Your task is to print all of the material verbatim.

Start of Source records

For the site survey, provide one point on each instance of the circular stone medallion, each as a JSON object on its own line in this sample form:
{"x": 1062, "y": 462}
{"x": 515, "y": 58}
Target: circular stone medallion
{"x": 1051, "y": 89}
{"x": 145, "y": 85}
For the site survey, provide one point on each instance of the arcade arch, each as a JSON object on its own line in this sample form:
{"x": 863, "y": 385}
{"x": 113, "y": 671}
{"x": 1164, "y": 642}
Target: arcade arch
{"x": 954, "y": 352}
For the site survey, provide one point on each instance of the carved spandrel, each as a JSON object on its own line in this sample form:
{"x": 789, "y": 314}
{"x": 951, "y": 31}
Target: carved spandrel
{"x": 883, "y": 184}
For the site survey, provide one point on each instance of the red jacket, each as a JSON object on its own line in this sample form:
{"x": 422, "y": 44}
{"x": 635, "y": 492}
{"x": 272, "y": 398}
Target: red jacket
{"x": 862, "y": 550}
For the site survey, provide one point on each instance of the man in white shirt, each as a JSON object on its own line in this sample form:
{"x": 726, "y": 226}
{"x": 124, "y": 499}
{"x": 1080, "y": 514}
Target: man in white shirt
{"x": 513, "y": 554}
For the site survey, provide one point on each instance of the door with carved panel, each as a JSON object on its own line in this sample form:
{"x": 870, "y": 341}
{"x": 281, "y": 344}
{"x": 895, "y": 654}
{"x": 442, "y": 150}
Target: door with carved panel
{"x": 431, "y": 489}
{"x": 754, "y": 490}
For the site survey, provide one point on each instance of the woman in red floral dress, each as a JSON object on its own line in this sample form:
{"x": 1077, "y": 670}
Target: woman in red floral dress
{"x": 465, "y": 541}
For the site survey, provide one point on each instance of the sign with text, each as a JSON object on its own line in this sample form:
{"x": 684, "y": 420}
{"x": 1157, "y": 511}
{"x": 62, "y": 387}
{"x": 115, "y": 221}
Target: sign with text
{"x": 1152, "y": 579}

End of Source records

Exercise answer
For the site survey, provide one point on each instance of the circular stone medallion, each as a JSON object on its own line in this sample form:
{"x": 1062, "y": 462}
{"x": 515, "y": 58}
Target: circular stone medallion
{"x": 1051, "y": 89}
{"x": 145, "y": 85}
For the site survey, provide one point on each instance of the arcade arch, each as a JSON object on its own line in this sample form:
{"x": 863, "y": 385}
{"x": 113, "y": 671}
{"x": 1164, "y": 642}
Target: arcade arch
{"x": 954, "y": 352}
For the site survey, provide one point on each instance of the carved spandrel, each as a JSON object on its own line in this sample form:
{"x": 789, "y": 314}
{"x": 951, "y": 31}
Target: carved spandrel
{"x": 883, "y": 184}
For the site survey, provide one point on each instance of the red jacket, each as a JSON object on its own line in this sample form:
{"x": 422, "y": 44}
{"x": 635, "y": 492}
{"x": 272, "y": 398}
Target: red jacket
{"x": 862, "y": 550}
For the site survey, provide one point on each instance of the man in white shirt, each as a JSON object on its own line in this sample form:
{"x": 726, "y": 226}
{"x": 124, "y": 499}
{"x": 1080, "y": 514}
Target: man in white shirt
{"x": 513, "y": 554}
For the site survey, provide one point on each instance of the door with carved panel, each as a JSON object on its own line in this sample form:
{"x": 870, "y": 341}
{"x": 281, "y": 344}
{"x": 895, "y": 654}
{"x": 442, "y": 150}
Target: door with carved panel
{"x": 431, "y": 489}
{"x": 754, "y": 490}
For the site survey, provide one point on each instance of the woman in red floral dress, each as a JSON object on its own line in this sample form:
{"x": 1077, "y": 670}
Target: woman in red floral dress
{"x": 465, "y": 541}
For the site survey, provide one point on each instance of the sign with text, each as a JSON object on its own line in this sample form:
{"x": 684, "y": 420}
{"x": 1157, "y": 511}
{"x": 62, "y": 387}
{"x": 115, "y": 221}
Target: sign with text
{"x": 1152, "y": 579}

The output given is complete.